━━ Data records ━━
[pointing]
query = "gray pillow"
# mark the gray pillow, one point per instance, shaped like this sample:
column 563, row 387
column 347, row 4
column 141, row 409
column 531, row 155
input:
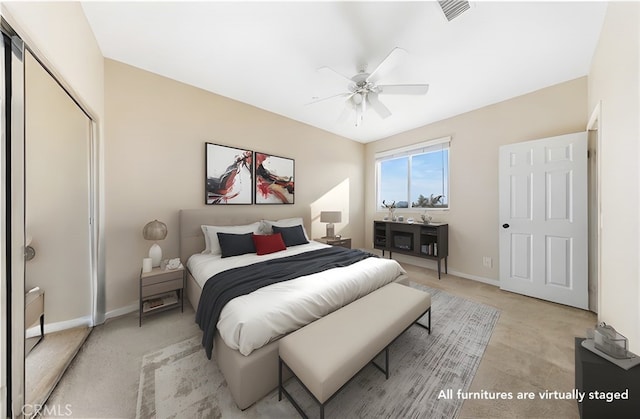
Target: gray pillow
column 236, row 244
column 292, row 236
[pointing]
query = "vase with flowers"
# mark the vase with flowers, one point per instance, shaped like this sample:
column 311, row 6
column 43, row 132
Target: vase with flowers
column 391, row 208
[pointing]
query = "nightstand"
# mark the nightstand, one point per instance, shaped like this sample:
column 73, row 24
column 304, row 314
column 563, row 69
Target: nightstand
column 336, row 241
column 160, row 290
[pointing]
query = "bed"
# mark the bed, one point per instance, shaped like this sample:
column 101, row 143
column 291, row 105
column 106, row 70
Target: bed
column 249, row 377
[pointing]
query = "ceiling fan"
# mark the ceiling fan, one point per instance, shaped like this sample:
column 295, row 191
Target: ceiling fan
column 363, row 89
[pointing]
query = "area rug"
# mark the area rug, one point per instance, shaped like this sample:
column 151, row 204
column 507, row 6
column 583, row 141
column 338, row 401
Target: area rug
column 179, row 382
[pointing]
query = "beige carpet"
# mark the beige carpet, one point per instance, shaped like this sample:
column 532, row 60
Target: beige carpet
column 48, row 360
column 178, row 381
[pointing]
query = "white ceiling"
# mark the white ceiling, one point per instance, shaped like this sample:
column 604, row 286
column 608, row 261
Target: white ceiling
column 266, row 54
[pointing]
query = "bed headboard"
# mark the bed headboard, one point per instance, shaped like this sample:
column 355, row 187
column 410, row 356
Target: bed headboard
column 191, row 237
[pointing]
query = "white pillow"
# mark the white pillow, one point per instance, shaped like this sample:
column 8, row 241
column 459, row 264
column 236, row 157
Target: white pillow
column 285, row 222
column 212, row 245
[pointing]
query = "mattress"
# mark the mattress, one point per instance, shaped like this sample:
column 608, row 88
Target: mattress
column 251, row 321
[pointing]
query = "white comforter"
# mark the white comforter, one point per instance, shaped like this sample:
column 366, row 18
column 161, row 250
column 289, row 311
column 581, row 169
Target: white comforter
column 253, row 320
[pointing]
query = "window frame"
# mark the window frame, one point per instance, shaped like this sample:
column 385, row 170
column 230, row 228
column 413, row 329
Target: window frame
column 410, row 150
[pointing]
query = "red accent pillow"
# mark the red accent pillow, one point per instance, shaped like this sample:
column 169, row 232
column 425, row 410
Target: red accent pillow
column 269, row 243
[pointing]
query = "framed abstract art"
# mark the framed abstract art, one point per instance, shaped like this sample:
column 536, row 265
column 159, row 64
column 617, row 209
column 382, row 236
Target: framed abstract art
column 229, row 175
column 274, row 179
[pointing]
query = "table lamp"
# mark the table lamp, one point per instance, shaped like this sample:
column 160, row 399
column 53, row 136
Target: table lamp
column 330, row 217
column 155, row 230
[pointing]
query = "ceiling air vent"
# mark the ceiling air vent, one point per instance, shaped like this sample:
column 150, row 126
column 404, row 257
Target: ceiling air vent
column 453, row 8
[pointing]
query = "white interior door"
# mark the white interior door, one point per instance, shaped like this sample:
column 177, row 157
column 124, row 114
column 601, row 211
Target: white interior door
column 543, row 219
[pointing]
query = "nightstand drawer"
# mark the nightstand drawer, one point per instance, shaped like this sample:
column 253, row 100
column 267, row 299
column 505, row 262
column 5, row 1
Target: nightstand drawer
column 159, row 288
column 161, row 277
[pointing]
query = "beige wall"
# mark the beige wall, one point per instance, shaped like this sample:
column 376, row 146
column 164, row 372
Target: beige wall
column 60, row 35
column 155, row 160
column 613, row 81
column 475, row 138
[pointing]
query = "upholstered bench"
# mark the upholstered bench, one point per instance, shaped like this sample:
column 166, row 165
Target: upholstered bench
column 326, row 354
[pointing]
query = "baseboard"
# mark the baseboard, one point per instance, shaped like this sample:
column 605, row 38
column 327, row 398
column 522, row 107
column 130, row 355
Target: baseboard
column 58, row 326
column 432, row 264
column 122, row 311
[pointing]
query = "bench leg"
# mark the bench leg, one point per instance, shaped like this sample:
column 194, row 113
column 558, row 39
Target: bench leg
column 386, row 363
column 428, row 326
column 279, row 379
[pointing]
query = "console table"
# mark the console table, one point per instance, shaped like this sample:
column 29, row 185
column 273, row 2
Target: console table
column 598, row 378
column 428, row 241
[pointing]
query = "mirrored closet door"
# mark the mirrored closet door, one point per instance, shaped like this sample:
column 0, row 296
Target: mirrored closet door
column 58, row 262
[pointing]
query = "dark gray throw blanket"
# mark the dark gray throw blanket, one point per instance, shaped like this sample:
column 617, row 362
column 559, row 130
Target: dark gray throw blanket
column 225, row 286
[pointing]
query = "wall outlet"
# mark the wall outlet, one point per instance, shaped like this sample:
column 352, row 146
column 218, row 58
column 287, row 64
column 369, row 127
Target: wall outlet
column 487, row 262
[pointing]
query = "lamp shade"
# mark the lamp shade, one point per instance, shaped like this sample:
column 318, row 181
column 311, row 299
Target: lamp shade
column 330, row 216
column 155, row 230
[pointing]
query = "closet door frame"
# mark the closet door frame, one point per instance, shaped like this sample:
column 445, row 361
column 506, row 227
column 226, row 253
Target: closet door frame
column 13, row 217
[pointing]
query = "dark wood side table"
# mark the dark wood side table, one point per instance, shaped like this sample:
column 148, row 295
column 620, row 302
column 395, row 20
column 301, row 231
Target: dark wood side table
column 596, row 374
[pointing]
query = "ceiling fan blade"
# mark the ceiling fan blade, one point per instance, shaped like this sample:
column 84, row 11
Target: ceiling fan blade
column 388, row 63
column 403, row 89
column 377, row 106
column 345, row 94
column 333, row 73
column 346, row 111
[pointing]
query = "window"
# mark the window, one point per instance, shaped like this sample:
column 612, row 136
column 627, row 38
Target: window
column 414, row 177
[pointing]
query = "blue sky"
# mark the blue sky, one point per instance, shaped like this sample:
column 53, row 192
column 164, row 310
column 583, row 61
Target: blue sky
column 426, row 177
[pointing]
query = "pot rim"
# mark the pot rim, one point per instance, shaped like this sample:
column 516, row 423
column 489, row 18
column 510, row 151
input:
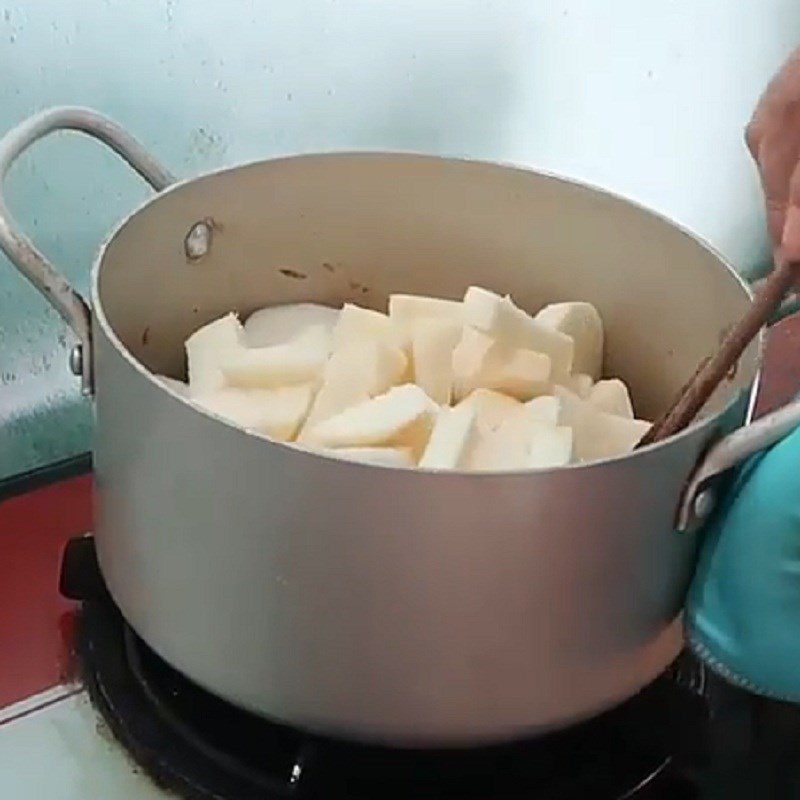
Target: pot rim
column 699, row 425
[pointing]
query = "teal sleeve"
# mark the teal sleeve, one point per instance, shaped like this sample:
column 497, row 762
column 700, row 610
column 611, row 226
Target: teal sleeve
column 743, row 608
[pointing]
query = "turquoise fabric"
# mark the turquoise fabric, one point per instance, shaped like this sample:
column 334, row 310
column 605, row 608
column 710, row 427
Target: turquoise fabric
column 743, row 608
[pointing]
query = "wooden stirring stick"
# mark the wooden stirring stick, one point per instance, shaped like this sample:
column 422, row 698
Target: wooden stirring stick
━━━
_What the task asks_
Copy out the line containing "Target: teal sleeve", then every line after it through the end of the listing, exactly and with nothing else.

_Result of this task_
Target: teal sleeve
column 743, row 608
[pointing]
query = "turquoise fabric"
# mark the turquoise fabric, one point per instance, shaped like this sample:
column 334, row 310
column 605, row 608
column 710, row 427
Target: turquoise fabric
column 743, row 608
[pointing]
query = "wooden stirring stick"
# mark the wooden stirring stick, one point per instance, shaped like this sample:
column 422, row 698
Target: wooden stirring stick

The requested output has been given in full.